[Items in a dataset]
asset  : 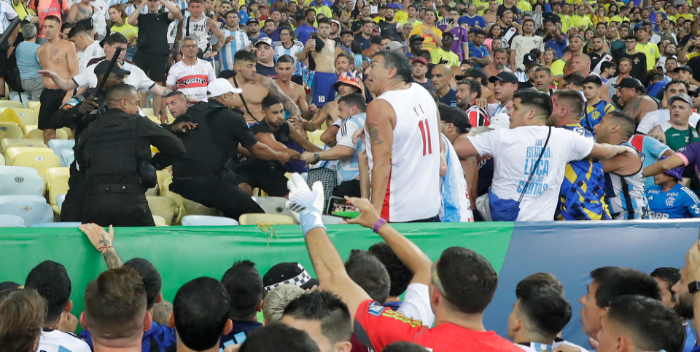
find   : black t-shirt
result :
[136,12,172,54]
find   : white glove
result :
[287,173,326,235]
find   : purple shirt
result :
[438,25,469,62]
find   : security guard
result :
[170,78,289,220]
[76,84,185,226]
[51,61,129,221]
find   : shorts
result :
[311,72,338,108]
[234,166,289,197]
[38,88,66,130]
[134,50,168,83]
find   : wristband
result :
[372,218,386,233]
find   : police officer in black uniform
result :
[52,60,129,221]
[76,84,185,226]
[170,78,289,220]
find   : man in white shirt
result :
[24,260,90,352]
[68,26,105,73]
[465,89,627,221]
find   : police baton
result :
[89,47,122,98]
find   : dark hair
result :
[277,55,294,65]
[367,242,413,297]
[374,50,412,82]
[85,267,147,340]
[518,285,571,340]
[513,89,553,117]
[345,249,391,304]
[221,260,262,320]
[584,75,603,88]
[239,324,318,352]
[591,266,661,308]
[24,260,71,323]
[437,248,498,314]
[607,295,685,352]
[283,291,352,344]
[173,277,231,351]
[104,32,129,46]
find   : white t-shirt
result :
[37,330,91,352]
[398,283,435,327]
[78,40,105,72]
[469,126,595,221]
[637,109,700,134]
[73,60,156,93]
[165,59,216,101]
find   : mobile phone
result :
[326,197,360,219]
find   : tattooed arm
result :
[261,77,301,116]
[78,224,122,269]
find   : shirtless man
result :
[37,16,79,144]
[298,18,338,107]
[275,55,318,119]
[228,50,301,125]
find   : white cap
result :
[207,78,243,97]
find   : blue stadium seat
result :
[182,215,238,226]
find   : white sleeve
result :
[398,283,435,327]
[568,130,595,161]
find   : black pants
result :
[61,162,87,222]
[82,193,156,227]
[170,171,265,220]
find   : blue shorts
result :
[311,72,338,108]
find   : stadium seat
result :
[44,167,70,214]
[253,197,294,221]
[0,215,24,227]
[238,214,295,225]
[182,215,238,226]
[0,121,24,139]
[6,147,61,182]
[0,166,44,196]
[0,196,53,226]
[29,222,81,228]
[146,196,180,226]
[306,130,326,147]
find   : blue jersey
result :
[647,184,700,220]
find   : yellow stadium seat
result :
[44,167,70,214]
[5,147,61,182]
[12,108,39,125]
[306,130,326,147]
[0,100,24,109]
[238,214,295,225]
[146,196,180,226]
[0,122,24,139]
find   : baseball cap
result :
[263,262,318,292]
[333,72,362,90]
[408,34,425,43]
[95,60,131,76]
[255,37,272,48]
[668,94,693,108]
[207,78,243,97]
[489,71,518,84]
[386,40,403,51]
[411,56,428,66]
[659,155,684,181]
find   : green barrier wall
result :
[0,223,513,316]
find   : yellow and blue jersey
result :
[581,100,615,133]
[555,123,611,220]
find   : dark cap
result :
[613,77,644,90]
[668,94,693,108]
[95,60,131,76]
[489,71,518,84]
[408,34,425,43]
[263,262,318,292]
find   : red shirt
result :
[354,300,522,352]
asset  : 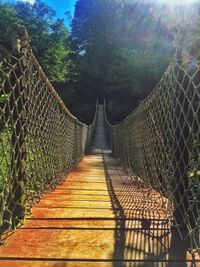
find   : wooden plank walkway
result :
[0,105,200,267]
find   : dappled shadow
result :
[103,154,191,267]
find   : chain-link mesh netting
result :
[105,25,200,247]
[0,35,88,242]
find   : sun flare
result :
[158,0,198,5]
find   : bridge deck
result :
[0,105,198,267]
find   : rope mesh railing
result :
[0,26,88,243]
[107,25,200,248]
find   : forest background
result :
[0,0,200,124]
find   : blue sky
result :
[0,0,76,24]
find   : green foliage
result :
[70,0,173,121]
[0,0,69,82]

#### Stated exercise
Can you copy every record above word for word, leaving the pictures out of your answer?

#### Answer to the task
asset  : 
find   : black t-shirt
result :
[136,12,172,54]
find   : white glove
result :
[287,173,326,235]
find   : purple shirt
result :
[438,25,469,62]
find   : security guard
result :
[170,78,289,220]
[76,84,185,226]
[51,61,129,221]
find   : shorts
result :
[311,72,338,108]
[234,166,289,197]
[38,88,66,130]
[134,50,168,83]
find   : wristband
result :
[372,218,386,233]
find   : police officer in black uniform
result :
[52,60,129,221]
[76,84,185,226]
[170,78,289,220]
find   : man in white shirt
result :
[24,260,90,352]
[68,26,105,73]
[465,89,627,221]
find   : police baton
result :
[89,47,122,98]
find   : dark hair
result :
[277,55,294,65]
[367,242,413,297]
[374,50,412,82]
[85,267,147,340]
[518,285,571,340]
[513,89,553,117]
[345,249,391,304]
[221,260,262,320]
[584,75,603,88]
[239,324,318,352]
[591,266,661,308]
[24,260,71,323]
[437,248,498,314]
[607,295,685,352]
[283,291,352,344]
[173,277,231,351]
[104,32,129,46]
find   : white t-shirt
result :
[37,330,91,352]
[398,283,435,327]
[78,40,105,72]
[469,126,595,221]
[637,109,700,134]
[73,60,156,93]
[165,59,216,101]
find   : mobile phone
result :
[326,197,360,219]
find   : tattooed arm
result :
[261,77,301,116]
[78,224,122,269]
find   : shirtless man
result :
[37,16,79,144]
[298,18,338,107]
[275,55,318,119]
[228,50,301,125]
find   : white cap
result :
[207,78,243,97]
find   : blue stadium seat
result :
[182,215,238,226]
find   : white sleeve
result :
[398,283,435,327]
[568,130,595,161]
find   : black pants
result :
[61,162,87,222]
[82,193,156,227]
[170,171,265,220]
find   : blue shorts
result :
[311,72,338,108]
find   : stadium seat
result :
[44,167,70,214]
[253,197,294,221]
[0,215,24,227]
[238,214,295,225]
[182,215,238,226]
[0,121,24,139]
[6,147,61,182]
[0,166,44,196]
[0,196,53,226]
[29,222,81,228]
[146,196,180,226]
[306,130,326,147]
find   : blue jersey
result :
[647,184,700,220]
find   : yellow stadium seat
result :
[44,167,70,214]
[5,147,61,182]
[12,108,39,125]
[306,130,326,147]
[0,100,24,109]
[238,214,295,225]
[146,196,180,226]
[0,122,24,139]
find   : baseball cap
result :
[263,262,318,292]
[333,72,362,90]
[408,34,425,43]
[95,60,131,76]
[255,37,272,48]
[668,94,693,108]
[207,78,243,97]
[489,71,518,84]
[386,40,403,51]
[411,56,428,66]
[659,155,684,181]
find   : green barrier wall
result :
[0,223,513,316]
find   : yellow and blue jersey
result :
[581,100,615,133]
[555,123,611,220]
find   : dark cap
result :
[613,77,644,90]
[668,94,693,108]
[95,60,131,76]
[489,71,518,84]
[408,34,425,43]
[263,262,318,292]
find   : red shirt
result :
[354,300,522,352]
asset  : 
find   : wooden plank walkway
result :
[0,105,200,267]
find   : dappled shadow
result :
[103,154,191,267]
find   : chain-link mesh netting
result :
[105,25,200,247]
[0,35,88,242]
find   : sun flare
result :
[158,0,198,5]
find   : bridge deck
result :
[0,105,198,267]
find   : rope mesh railing
result :
[0,26,88,243]
[107,25,200,248]
find   : forest background
result :
[0,0,200,124]
find   : blue sky
result :
[0,0,76,24]
find   : green foliage
result :
[70,0,173,121]
[0,0,69,82]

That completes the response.